# Material supplied

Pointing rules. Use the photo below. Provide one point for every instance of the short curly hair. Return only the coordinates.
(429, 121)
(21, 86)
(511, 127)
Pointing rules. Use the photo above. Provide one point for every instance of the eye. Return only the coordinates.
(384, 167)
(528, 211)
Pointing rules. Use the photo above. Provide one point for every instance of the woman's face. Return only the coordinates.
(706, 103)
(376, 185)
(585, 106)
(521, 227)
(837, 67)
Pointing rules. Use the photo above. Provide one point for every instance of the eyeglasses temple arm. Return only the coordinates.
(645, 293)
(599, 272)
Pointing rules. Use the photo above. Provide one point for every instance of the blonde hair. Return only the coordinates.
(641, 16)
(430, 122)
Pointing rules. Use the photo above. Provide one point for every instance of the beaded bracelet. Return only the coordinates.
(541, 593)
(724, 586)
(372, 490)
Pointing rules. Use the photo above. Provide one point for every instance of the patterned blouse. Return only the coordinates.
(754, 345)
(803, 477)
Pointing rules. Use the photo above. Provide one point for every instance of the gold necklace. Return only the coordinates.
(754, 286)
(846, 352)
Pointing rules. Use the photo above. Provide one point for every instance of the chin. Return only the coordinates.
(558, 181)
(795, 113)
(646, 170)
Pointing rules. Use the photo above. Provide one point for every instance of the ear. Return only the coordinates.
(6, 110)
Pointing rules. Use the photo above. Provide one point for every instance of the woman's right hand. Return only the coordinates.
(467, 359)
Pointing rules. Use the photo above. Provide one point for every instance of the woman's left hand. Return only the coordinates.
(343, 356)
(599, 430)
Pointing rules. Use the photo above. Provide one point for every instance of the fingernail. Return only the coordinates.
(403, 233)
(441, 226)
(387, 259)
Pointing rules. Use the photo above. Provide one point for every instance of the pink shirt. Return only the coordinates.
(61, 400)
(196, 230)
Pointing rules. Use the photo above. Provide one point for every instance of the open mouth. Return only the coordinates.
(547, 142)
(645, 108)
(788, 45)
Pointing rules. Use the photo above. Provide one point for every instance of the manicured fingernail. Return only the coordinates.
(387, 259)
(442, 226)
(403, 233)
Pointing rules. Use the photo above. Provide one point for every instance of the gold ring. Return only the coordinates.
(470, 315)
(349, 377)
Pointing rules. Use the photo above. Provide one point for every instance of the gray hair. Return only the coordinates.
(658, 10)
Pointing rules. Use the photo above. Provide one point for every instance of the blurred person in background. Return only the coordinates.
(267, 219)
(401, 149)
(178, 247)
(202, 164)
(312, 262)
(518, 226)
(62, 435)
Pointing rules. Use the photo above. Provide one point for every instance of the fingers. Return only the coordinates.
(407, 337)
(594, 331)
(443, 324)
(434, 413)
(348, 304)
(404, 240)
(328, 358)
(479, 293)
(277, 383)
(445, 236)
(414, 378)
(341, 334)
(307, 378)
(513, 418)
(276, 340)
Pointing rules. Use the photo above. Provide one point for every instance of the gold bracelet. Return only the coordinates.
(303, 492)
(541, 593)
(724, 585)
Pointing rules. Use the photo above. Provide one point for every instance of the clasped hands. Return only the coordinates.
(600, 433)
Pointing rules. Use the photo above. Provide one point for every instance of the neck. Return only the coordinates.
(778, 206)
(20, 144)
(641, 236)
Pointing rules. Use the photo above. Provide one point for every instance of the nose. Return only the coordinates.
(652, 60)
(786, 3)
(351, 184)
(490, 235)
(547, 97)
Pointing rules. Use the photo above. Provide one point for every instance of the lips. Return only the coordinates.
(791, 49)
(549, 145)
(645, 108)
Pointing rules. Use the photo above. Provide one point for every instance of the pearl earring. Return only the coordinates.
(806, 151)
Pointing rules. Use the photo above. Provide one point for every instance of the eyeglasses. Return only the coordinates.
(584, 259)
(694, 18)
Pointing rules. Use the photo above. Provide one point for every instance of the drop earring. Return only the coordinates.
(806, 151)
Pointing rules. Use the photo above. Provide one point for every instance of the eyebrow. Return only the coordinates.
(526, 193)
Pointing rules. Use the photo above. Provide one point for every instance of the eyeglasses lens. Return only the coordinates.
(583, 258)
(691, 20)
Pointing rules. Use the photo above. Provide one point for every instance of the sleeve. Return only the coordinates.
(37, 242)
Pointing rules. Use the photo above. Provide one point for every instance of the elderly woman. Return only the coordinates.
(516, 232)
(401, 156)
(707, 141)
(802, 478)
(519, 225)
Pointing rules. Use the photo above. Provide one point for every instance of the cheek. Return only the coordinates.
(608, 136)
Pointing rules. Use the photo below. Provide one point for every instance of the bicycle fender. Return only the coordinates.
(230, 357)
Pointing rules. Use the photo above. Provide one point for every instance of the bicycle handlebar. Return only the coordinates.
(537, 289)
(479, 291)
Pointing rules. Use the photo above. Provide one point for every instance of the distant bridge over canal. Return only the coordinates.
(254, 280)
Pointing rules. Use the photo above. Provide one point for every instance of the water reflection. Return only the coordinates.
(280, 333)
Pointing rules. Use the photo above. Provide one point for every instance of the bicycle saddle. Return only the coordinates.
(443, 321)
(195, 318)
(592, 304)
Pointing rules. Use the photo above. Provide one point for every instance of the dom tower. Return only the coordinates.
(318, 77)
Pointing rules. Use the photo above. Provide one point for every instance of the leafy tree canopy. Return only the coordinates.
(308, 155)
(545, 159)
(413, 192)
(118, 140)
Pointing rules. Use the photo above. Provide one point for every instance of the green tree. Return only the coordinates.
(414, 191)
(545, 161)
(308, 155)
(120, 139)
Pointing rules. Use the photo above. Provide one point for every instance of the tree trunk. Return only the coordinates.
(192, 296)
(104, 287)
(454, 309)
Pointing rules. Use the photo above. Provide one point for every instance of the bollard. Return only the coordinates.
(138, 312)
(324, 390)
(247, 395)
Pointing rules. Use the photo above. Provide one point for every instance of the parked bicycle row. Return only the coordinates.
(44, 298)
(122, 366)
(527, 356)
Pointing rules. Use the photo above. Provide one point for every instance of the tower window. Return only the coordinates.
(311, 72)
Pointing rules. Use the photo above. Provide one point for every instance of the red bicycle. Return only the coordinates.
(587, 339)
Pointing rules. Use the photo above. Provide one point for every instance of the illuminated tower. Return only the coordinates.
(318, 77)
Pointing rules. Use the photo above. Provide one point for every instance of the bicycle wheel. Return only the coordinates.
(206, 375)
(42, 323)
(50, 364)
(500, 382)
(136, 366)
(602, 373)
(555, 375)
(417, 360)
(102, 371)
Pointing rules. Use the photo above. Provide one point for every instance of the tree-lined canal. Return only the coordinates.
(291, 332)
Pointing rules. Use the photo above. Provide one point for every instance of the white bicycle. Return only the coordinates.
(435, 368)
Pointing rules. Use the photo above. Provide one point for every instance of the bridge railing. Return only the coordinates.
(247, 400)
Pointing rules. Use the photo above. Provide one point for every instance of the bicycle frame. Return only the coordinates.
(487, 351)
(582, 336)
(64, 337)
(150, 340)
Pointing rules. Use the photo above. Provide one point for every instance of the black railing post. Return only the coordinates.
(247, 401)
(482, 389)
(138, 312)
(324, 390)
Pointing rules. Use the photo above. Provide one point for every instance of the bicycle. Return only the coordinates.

# What the exercise asks
Extract every record. Keep wording exact.

# Solved exercise
Pointing rules. Use the photo below. Provide one point for every instance of the short curly hair. Return only the coordinates.
(429, 121)
(21, 86)
(511, 127)
Pointing rules. Use the photo above. Provide one point for every instance of the eye. Return only the coordinates.
(384, 167)
(528, 211)
Pointing rules. Use the photo above. Provide one point for every instance of the woman's face. Return only the coordinates.
(706, 103)
(376, 185)
(585, 106)
(521, 227)
(837, 67)
Pointing rules. Use the photo above. Provide one point for every instance of the eyeglasses temple arm. Return only the coordinates.
(645, 293)
(599, 272)
Pointing rules. Use the photo above. Provide one point for every instance of the blonde hair. Return only the coordinates.
(641, 16)
(430, 122)
Pointing rules. Use the photo above. Provide one point for every instance of the beaded bracelet. Return only the coordinates.
(541, 593)
(724, 586)
(372, 490)
Pointing rules. Use the photo above. Provide one point for every instance of the patterned blouse. Return only the coordinates.
(754, 345)
(803, 477)
Pointing rules. Use the photo above. Provide one point for every instance of the gold necklace. Return only the coordinates.
(754, 286)
(846, 352)
Pointing rules. Use the photo above. Provide one point for every instance of the chin. Return only the coordinates.
(558, 181)
(795, 113)
(646, 170)
Pointing rules. Use the photo above. Provide one point for every instance of the ear. Return only the coordinates.
(6, 110)
Pointing rules. Use the photo above. Provide one point for every instance of the woman's right hand. Return only the coordinates.
(467, 359)
Pointing rules. Use the photo above. Provide one point for every instance of the woman's left hand. Return only the coordinates.
(343, 356)
(599, 430)
Pointing rules. Use the photo above. Provide one point for every instance of the fingernail. Return only the coordinates.
(403, 233)
(441, 226)
(387, 259)
Pointing rules. Use the photo above. Provide one point for every instance of the pink shirt. Return only the coordinates.
(61, 400)
(196, 230)
Pointing rules. Use the photo above. Provide one point for every instance of the open mouth. Return only the coordinates.
(547, 142)
(645, 108)
(788, 45)
Pointing rules. Use the photo above. Provide one point for every instance of the manicured fingernail. Return only the coordinates.
(387, 259)
(442, 226)
(403, 233)
Pointing rules. Use the photo above. Provide one point for every instance of the gold ring. Return only the coordinates.
(470, 315)
(349, 377)
Pointing rules. Use the photo above. Provide one point for every instance of the gray hair. Return only the coordinates.
(658, 10)
Pointing rules. Use the photo above. Provide one point for every instance of the blurred person in background. Return only the coordinates.
(267, 219)
(401, 149)
(178, 247)
(202, 164)
(312, 262)
(518, 226)
(62, 435)
Pointing rules. Use the photo above. Provide one point for every instance of the fingers. Return only the coordinates.
(407, 337)
(594, 331)
(443, 324)
(434, 413)
(348, 304)
(404, 240)
(328, 358)
(479, 293)
(277, 383)
(445, 236)
(414, 378)
(341, 334)
(307, 378)
(513, 418)
(276, 340)
Pointing rules. Use the photo above. Provide one point for every instance of the gold bracelet. Return only the coordinates.
(303, 492)
(541, 593)
(724, 585)
Pointing rules. Use the photo above. Provide one point for every instance of the clasped hands. Return only the coordinates.
(600, 433)
Pointing rules. Use the photo above. Provide one point for every instance of the neck. Return only the coordinates.
(778, 206)
(20, 144)
(641, 236)
Pointing rules. Use the photo above. Provide one point for every instance of the nose. Return only the coordinates.
(652, 60)
(786, 3)
(351, 184)
(490, 235)
(547, 97)
Pointing rules. Use the photo above. Provide one point for every instance of the lips. Return only the coordinates.
(791, 49)
(549, 145)
(645, 108)
Pointing rules. Use the photo above. Provide one point for every instance of the pearl earring. Return only the coordinates.
(806, 151)
Pointing rules. Use the photo above. Provide one point for every instance of the eyeglasses. Return only the coordinates.
(584, 259)
(694, 18)
Pointing rules. Use the photo above. Provide one point for every instance of the drop earring. Return only the coordinates.
(806, 151)
Pointing rules. Use the photo above. Provide one point for every instance of the eyebrow. Return only the coordinates.
(526, 193)
Pointing rules. Use the photo above. Provide one point for every instance of the eyeglasses lens. Return only the coordinates.
(583, 258)
(691, 20)
Pointing rules. Use the photo above. Provide one point for every instance of the sleeve. Return only the coordinates.
(37, 242)
Pointing rules. Use the photo above. Provide one point for every instance of the elderly woman. Return only the coordinates.
(516, 232)
(401, 156)
(707, 141)
(802, 478)
(519, 225)
Pointing rules. Use the photo above. Provide one point for every instance of the cheek. Return only the coordinates.
(608, 136)
Pointing rules. Use the photo below. Provide one point for every instance of the bicycle fender. Return only the coordinates.
(230, 357)
Pointing rules. Use the photo above. Provide one point for every instance of the bicycle handlebar. Return only the coordinates.
(537, 289)
(479, 291)
Pointing rules. Use the photo above. Provide one point for every instance of the distant bridge over canal. Return only the coordinates.
(254, 280)
Pointing rules. Use the photo above. Provide one point for every instance of the water reflection. Return only the coordinates.
(280, 333)
Pointing rules. Use the photo above. Provide one point for every instance of the bicycle saddle. Return only the coordinates.
(443, 321)
(195, 318)
(592, 304)
Pointing rules. Use the photo above. Provide one point for every instance of the dom tower. Return only the coordinates.
(318, 77)
Pointing rules. Use the photo above. Provide one point for every instance of the leafy tree canopy. Return only the coordinates.
(308, 155)
(545, 159)
(413, 192)
(118, 140)
Pointing rules. Use the photo above. Provide one point for every instance of the green tree. Return only the coordinates.
(414, 191)
(545, 161)
(308, 155)
(120, 139)
Pointing rules. Use the photo above. Provide one point for every instance of the tree trunk. Return only the coordinates.
(192, 296)
(104, 287)
(454, 309)
Pointing rules. Use the photo above. Provide one point for every instance of the bollard. Return only the coordinates.
(138, 312)
(324, 390)
(247, 395)
Pointing rules. Use the photo above. Provide one point for every instance of the parked bicycle row. Return only the coordinates.
(44, 298)
(122, 366)
(527, 356)
Pointing rules. Use the photo above. Provide one point for every instance of the tower window. Return only the coordinates.
(311, 72)
Pointing rules. Use the photo above. Provide one point for every instance of the red bicycle. Return only the coordinates.
(587, 339)
Pointing rules. Use the photo above. Provide one point for every instance of the illuminated tower. Return only the coordinates.
(318, 77)
Pointing rules. Use the photo above. Provide one point for every instance of the bicycle wheel. Return only the coordinates.
(206, 375)
(42, 323)
(50, 364)
(500, 382)
(136, 366)
(602, 373)
(555, 375)
(417, 360)
(102, 371)
Pointing rules. Use the photo above. Provide one point for every instance of the tree-lined canal. Return only the coordinates.
(291, 332)
Pointing rules. Use the photo above. Provide one point for every instance of the white bicycle. Return only the coordinates.
(435, 368)
Pointing rules. Use the photo above. Provide one point for every instance of the bridge railing. Return only the coordinates.
(247, 400)
Pointing rules. Use the photo above. Provide one point for every instance of the bicycle frame. Return only the coordinates.
(487, 351)
(582, 336)
(64, 337)
(150, 340)
Pointing rules. Use the photo above. Provide one point for every instance of the black railing post. Return only the coordinates.
(247, 401)
(482, 389)
(138, 312)
(324, 390)
Pointing rules. Use the photo above. Provide one point for every instance of the bicycle. Return only the coordinates.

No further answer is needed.